:: PROVIDED DATA ::

########

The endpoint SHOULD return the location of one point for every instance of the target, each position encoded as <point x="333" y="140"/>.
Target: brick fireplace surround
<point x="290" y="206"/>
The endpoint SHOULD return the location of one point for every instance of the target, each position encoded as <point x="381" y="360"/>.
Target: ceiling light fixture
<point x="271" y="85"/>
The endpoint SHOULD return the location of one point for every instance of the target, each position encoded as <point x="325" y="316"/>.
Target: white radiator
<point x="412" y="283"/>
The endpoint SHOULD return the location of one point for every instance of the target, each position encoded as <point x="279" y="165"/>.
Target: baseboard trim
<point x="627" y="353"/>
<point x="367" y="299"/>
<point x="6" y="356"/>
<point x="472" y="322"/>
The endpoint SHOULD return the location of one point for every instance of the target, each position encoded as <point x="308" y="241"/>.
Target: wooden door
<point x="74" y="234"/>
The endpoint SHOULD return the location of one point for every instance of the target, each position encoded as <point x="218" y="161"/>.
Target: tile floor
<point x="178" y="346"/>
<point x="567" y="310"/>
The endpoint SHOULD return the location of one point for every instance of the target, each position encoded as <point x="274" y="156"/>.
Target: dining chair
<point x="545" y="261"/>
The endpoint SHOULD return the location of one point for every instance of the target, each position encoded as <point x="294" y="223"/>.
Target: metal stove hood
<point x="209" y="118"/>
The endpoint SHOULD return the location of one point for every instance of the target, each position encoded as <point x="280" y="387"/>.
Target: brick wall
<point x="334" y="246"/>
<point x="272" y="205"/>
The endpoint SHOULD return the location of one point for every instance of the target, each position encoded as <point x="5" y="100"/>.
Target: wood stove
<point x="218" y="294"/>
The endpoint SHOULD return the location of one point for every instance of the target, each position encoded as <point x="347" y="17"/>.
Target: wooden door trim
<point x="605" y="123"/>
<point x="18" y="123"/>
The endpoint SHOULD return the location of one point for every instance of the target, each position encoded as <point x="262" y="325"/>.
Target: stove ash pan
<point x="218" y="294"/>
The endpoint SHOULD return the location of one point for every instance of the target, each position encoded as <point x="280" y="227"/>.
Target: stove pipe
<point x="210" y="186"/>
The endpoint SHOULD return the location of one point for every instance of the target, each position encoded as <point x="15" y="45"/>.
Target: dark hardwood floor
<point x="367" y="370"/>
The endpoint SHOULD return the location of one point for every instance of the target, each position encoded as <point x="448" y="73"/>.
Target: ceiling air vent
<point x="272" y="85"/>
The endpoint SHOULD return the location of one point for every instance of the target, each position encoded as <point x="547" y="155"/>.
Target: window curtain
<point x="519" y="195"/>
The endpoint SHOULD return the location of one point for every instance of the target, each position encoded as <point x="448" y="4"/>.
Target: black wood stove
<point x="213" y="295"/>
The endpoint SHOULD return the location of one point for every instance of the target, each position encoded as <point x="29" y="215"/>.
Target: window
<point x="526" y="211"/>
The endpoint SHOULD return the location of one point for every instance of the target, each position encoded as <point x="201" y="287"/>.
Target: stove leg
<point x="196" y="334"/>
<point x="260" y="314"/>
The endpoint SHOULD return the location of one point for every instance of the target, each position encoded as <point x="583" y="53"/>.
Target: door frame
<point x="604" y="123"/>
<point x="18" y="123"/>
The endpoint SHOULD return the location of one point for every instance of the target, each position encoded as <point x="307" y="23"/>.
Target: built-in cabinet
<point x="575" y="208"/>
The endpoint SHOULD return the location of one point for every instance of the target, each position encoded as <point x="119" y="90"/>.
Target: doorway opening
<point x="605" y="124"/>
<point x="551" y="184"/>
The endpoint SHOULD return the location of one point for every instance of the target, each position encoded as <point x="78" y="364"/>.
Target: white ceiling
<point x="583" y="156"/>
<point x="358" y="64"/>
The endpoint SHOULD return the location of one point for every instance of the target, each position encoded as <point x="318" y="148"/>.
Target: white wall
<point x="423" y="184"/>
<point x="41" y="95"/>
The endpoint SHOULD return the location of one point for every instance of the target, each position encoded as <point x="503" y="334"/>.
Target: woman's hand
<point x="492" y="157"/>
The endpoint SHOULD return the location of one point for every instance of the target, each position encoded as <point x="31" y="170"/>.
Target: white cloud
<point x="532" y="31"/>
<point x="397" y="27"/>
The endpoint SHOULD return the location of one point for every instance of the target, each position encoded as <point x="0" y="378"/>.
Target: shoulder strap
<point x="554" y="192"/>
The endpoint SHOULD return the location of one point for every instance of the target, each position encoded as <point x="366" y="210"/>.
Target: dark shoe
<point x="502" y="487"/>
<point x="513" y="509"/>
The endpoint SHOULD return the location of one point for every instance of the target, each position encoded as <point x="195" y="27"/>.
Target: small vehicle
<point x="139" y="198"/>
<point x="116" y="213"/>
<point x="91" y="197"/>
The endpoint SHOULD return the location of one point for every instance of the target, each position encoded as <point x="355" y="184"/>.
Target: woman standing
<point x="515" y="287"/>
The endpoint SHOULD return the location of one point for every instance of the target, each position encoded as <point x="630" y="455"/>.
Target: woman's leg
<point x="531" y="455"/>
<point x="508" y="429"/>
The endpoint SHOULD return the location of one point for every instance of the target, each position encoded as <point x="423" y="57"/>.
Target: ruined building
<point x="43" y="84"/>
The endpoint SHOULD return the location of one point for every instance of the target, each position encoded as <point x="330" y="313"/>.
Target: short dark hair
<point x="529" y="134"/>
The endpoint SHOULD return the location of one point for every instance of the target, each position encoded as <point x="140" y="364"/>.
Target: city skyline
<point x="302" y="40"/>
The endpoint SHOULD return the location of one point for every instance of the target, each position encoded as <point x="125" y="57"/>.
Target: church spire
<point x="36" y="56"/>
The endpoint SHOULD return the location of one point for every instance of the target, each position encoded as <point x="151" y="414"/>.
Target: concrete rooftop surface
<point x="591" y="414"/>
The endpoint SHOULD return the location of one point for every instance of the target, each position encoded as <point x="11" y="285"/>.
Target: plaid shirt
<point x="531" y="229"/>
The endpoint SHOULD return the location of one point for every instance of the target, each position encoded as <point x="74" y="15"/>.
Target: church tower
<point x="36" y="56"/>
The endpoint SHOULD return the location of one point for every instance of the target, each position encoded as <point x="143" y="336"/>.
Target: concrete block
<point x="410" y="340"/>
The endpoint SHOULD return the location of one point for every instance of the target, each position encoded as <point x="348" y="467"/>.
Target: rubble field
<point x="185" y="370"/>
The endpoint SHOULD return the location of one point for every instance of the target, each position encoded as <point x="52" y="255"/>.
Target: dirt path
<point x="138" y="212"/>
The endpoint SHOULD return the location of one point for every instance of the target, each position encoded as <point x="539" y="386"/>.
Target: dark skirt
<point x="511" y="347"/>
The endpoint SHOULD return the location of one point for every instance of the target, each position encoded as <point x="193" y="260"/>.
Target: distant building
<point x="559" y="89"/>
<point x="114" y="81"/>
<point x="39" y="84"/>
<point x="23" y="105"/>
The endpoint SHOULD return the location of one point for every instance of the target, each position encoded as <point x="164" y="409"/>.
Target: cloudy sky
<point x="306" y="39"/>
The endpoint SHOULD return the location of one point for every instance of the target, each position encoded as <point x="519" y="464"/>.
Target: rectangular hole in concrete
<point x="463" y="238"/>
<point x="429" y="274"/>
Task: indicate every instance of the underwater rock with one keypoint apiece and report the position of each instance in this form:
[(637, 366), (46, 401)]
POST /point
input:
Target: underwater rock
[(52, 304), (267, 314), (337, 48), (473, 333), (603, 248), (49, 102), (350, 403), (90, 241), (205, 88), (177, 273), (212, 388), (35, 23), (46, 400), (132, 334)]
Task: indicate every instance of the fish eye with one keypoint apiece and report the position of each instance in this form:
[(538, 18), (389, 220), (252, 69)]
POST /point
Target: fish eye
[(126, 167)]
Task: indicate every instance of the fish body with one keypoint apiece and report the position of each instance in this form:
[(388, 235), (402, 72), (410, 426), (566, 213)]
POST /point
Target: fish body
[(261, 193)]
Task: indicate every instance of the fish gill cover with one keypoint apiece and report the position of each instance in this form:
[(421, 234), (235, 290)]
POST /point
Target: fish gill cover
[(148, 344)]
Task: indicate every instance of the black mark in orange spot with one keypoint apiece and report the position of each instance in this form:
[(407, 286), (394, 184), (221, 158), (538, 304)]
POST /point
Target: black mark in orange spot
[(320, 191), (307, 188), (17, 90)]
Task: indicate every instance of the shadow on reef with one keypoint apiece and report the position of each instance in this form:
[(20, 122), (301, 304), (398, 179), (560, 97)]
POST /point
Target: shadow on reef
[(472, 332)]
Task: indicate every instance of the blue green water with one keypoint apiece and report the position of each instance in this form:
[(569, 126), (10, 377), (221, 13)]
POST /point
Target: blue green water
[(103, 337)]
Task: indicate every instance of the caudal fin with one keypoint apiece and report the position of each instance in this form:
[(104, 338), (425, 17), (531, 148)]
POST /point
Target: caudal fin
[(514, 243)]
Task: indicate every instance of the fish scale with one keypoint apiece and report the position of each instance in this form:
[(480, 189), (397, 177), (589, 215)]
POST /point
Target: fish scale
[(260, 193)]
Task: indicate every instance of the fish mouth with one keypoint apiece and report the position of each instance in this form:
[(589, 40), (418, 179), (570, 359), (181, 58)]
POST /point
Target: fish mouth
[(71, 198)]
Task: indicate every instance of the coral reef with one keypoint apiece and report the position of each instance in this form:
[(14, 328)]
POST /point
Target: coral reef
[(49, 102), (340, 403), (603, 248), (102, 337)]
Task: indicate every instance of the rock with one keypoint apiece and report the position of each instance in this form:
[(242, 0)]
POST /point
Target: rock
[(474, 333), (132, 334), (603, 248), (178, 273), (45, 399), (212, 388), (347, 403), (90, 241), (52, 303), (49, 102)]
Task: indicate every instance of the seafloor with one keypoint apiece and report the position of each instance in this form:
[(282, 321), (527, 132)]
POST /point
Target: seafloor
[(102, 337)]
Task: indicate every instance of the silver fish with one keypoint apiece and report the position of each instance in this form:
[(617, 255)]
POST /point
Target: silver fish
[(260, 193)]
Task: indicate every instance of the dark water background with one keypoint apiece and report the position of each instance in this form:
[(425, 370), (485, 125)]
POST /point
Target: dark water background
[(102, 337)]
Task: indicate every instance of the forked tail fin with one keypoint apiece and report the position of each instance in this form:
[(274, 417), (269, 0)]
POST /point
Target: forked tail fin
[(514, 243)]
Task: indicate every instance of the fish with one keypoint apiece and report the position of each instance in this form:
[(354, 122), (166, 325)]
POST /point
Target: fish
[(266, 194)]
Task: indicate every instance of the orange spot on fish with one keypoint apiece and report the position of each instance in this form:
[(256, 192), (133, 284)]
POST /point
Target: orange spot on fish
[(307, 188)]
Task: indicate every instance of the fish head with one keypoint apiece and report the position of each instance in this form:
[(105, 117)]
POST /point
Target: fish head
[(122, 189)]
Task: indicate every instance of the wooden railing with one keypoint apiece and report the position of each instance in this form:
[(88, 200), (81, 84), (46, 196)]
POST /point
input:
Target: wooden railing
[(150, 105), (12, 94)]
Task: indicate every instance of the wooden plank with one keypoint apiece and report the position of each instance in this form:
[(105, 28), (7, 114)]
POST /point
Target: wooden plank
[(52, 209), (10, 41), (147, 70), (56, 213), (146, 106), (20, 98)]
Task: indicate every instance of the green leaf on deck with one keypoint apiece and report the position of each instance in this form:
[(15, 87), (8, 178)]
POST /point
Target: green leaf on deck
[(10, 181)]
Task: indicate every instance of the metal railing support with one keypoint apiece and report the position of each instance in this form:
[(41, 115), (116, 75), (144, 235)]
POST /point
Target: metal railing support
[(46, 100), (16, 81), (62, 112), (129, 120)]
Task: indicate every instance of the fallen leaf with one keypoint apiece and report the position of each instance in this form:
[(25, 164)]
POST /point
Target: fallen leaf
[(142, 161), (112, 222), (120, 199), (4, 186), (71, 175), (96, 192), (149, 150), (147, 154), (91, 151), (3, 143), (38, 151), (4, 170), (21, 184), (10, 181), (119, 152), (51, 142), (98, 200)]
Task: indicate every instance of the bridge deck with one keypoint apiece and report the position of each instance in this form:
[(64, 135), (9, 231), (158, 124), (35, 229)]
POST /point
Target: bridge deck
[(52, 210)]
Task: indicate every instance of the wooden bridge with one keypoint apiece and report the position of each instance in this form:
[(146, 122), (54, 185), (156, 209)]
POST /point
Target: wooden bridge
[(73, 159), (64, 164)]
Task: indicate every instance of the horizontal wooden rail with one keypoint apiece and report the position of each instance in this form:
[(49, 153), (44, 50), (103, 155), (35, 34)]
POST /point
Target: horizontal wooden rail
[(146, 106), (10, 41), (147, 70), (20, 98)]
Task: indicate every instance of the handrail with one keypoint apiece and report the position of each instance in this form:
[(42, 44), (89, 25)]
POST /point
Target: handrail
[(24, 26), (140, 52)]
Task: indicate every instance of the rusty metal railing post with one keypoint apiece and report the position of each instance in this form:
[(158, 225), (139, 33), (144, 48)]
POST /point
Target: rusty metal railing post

########

:: WORK TO BE COMPLETED ::
Look for the word "rusty". Copy out every line of the data that has it.

:: PROBLEM SOLUTION ::
Task: indicate every instance of the rusty metal railing post with one keypoint apiece and report the position of each instance in this form:
Target: rusty metal railing post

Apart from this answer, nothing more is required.